## Problem statement:
Reproduce the rows below starting at the one containing "Can you find the photographer" and ending at the one containing "[[350, 153]]", request included, and offset every coordinate value in the answer by -51.

## Extracted records:
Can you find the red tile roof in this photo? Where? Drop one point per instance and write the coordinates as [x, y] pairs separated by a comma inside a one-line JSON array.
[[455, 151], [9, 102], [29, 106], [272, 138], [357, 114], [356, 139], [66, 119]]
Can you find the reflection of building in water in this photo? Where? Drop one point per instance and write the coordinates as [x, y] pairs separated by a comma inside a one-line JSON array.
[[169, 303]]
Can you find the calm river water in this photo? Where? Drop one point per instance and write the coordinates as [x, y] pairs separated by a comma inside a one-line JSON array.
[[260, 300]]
--
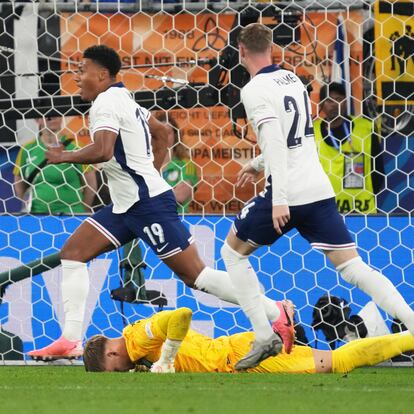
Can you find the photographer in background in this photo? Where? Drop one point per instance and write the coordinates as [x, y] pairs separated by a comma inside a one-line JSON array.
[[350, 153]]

## Finished exercise:
Can you find the photographer in background in this photo? Where? Drop one point per instance and write the coordinates as [x, y] pairs separated by a comma inside a one-line JSON array.
[[299, 102]]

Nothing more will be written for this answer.